[Segmentation labeling entries]
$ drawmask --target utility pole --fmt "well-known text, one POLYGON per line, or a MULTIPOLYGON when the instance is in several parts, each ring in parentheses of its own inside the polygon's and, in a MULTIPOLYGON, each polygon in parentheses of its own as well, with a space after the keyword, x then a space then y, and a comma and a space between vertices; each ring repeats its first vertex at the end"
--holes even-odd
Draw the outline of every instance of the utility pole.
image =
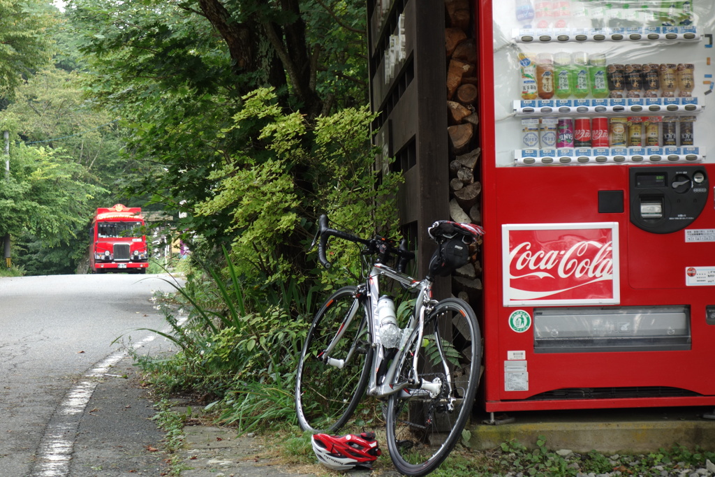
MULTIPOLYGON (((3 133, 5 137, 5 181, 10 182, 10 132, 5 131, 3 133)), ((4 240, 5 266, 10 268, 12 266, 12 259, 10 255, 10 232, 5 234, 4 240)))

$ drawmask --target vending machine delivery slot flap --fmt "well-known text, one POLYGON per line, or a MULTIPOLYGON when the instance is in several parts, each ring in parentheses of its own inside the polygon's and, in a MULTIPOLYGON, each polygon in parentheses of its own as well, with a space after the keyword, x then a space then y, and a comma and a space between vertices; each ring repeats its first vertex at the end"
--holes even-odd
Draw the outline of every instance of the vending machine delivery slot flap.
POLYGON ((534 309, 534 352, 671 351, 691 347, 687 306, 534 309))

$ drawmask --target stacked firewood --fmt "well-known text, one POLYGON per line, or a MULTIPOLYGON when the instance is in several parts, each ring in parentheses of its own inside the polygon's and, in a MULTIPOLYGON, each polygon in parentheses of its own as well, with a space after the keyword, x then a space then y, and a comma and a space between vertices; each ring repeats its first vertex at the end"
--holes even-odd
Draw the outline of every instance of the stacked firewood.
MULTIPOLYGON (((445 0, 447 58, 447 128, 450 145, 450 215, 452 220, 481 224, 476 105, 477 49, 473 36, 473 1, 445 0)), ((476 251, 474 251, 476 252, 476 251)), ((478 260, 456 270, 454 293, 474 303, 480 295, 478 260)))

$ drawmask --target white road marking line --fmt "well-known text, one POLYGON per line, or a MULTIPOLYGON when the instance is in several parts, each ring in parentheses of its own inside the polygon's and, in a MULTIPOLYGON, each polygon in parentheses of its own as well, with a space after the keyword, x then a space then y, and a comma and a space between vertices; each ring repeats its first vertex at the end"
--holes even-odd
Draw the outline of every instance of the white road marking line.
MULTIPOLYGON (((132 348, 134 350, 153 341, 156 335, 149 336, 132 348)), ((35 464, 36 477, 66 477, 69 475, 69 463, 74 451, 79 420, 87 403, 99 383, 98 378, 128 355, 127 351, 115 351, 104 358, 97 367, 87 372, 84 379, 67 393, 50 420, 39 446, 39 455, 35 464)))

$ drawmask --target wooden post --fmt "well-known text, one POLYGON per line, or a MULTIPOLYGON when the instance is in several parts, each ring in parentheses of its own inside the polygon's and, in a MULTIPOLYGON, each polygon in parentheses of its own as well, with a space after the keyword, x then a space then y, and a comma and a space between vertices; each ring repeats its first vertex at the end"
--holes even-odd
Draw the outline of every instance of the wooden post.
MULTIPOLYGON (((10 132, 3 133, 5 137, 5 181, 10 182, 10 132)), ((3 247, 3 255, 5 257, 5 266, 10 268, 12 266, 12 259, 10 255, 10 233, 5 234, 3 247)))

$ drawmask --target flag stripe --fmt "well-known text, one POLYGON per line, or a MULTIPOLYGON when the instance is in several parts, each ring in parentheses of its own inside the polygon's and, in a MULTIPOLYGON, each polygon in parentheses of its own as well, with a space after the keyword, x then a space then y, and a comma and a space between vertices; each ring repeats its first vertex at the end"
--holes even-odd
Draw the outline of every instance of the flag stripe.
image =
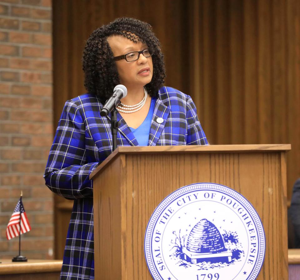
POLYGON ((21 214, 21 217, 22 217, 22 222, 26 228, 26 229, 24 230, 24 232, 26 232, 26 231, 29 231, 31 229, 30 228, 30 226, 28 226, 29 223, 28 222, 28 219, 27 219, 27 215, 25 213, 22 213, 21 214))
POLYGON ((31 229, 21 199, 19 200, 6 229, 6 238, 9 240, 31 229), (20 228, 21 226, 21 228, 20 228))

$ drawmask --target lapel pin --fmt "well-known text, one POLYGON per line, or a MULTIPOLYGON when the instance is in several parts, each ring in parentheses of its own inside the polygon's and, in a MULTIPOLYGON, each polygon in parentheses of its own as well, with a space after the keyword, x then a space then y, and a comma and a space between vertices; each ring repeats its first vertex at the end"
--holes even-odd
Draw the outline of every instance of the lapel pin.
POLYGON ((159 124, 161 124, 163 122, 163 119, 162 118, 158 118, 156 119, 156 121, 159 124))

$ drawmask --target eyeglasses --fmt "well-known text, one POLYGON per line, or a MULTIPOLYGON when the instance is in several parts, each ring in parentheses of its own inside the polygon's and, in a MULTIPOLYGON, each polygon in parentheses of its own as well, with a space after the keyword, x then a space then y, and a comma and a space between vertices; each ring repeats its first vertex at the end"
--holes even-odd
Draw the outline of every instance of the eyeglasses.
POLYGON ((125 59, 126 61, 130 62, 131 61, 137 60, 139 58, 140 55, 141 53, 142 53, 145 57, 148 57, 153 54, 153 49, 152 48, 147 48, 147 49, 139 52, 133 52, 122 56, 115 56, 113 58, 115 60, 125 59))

---

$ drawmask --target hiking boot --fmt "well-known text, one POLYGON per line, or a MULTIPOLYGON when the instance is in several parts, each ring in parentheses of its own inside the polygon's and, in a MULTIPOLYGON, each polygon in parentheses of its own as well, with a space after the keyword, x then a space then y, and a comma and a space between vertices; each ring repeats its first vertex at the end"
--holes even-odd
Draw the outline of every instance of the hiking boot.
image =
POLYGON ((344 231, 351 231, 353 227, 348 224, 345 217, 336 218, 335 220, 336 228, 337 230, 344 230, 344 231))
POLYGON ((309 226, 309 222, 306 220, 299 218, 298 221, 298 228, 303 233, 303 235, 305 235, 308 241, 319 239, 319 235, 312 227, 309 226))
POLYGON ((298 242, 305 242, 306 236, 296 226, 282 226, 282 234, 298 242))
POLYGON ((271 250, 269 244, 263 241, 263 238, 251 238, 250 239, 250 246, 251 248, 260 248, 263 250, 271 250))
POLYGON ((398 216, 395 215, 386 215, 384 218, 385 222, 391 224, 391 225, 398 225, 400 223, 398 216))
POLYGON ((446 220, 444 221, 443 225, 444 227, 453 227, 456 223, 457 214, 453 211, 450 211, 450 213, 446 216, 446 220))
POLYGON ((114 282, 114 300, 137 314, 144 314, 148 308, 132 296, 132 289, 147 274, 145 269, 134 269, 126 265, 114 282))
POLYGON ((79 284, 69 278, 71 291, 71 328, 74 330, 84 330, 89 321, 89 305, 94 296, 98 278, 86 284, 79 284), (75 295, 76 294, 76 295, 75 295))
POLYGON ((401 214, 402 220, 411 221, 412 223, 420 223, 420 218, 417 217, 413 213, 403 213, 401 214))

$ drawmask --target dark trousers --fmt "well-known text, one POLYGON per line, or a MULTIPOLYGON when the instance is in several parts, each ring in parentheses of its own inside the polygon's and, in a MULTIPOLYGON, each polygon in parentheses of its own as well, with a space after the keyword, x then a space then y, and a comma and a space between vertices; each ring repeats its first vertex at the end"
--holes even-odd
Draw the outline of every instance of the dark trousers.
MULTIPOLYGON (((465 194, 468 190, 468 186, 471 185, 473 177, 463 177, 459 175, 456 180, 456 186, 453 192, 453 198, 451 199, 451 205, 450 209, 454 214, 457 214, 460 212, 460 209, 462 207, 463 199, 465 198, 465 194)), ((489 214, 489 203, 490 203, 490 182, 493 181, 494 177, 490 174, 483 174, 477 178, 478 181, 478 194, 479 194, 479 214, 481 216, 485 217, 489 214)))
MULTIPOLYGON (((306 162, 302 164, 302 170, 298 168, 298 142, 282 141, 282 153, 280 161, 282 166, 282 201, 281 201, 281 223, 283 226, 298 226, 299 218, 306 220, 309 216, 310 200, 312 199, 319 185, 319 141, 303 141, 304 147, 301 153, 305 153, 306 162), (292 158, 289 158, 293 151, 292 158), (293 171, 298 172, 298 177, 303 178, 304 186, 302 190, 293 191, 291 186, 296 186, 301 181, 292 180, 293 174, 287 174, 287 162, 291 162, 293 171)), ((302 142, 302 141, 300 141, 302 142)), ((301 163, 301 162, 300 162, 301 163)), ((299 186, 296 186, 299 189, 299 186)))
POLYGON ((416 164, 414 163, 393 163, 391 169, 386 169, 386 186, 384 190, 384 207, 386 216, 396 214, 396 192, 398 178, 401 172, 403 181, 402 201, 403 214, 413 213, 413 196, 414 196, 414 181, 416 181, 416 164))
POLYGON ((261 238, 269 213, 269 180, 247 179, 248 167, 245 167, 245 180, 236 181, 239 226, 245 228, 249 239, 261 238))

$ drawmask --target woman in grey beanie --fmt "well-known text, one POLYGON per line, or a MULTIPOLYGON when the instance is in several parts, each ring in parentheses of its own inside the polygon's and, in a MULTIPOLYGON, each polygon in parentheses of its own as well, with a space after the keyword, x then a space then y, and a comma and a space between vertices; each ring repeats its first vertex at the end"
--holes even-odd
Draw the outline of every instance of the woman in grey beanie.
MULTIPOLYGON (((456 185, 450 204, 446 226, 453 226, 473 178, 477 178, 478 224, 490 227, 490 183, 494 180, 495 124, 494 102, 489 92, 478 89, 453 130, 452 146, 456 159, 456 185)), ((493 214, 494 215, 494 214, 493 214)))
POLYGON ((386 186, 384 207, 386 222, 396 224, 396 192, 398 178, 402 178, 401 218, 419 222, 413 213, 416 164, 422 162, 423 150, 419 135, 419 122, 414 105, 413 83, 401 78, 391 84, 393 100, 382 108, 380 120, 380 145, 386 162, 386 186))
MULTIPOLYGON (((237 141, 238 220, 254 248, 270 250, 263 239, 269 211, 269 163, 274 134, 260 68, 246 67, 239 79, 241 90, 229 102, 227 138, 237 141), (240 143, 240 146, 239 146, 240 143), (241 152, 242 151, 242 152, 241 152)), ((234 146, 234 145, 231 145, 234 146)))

==

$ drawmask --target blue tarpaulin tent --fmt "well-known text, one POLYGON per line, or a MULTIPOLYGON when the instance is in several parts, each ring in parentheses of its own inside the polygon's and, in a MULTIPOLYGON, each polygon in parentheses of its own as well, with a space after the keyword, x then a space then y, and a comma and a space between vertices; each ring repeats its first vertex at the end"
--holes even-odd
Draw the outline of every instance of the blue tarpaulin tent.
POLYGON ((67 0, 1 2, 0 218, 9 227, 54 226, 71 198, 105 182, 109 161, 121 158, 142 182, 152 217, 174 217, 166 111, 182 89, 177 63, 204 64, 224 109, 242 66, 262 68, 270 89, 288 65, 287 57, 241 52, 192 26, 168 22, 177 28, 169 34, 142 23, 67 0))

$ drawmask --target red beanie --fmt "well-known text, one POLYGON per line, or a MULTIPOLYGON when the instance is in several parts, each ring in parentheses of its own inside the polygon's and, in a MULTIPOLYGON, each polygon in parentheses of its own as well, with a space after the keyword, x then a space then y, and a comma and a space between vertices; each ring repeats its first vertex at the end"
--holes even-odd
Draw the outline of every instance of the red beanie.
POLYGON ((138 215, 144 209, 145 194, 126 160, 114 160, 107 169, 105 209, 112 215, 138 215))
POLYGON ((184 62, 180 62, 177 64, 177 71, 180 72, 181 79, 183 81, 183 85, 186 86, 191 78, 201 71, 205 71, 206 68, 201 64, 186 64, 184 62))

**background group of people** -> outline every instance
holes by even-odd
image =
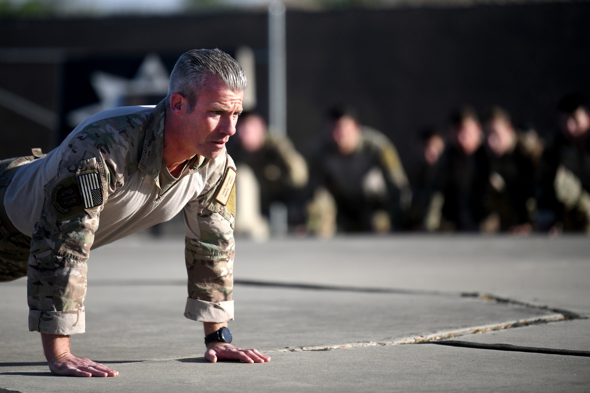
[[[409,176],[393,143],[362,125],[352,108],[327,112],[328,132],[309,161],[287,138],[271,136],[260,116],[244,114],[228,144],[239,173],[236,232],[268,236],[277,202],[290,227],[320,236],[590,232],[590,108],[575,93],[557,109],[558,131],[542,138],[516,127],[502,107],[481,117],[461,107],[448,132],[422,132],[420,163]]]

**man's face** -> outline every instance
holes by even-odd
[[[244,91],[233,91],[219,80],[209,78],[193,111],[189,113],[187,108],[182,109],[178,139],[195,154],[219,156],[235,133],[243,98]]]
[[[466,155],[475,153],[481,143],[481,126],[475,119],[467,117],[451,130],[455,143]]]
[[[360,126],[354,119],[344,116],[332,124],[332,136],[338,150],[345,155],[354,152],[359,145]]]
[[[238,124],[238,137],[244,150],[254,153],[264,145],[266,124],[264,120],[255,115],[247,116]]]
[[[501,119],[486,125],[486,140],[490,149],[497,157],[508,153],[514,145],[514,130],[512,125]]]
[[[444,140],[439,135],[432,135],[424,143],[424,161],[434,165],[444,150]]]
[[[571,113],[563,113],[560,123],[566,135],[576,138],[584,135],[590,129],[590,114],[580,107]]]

Task to carry out →
Rewrite the entries from the line with "drawmask --target utility" to the line with "POLYGON ((534 309, 534", requests included, shifting every coordinate in the outlines by 22. Leave the pictures out.

Solution to this problem →
$ drawmask --target utility pole --fmt "well-known text, one POLYGON per line, or a MULTIPOLYGON when the instance is in several parts, each ring in parentheses of its own inside the polygon's and, in a MULTIPOLYGON, each polygon in parentheses of its own as well, with a space after the keyword, x then a space then y, and a comma and a space between vertices; each ring repeats its first vertex at the end"
--holes even-odd
Draw the outline of every instance of the utility pole.
image =
MULTIPOLYGON (((25 155, 27 159, 27 203, 32 204, 32 154, 27 153, 25 155)), ((26 262, 27 288, 32 290, 34 288, 34 281, 32 277, 32 254, 27 256, 26 262)))

$ drawmask --target vending machine delivery slot flap --fmt "well-known text, one POLYGON per line, or a MULTIPOLYGON when the instance is in several parts, each ring in parentheses of its own inside the polygon's and, in a MULTIPOLYGON, each polygon in parentheses of its own as well, with a space after the keyword, x then a space then y, and a comma and a space between vertices; each ring repeats its first vertex at the end"
--holes even-odd
Draw the outline of every instance of the vending machine delivery slot flap.
POLYGON ((556 331, 556 374, 693 373, 713 369, 709 328, 556 331))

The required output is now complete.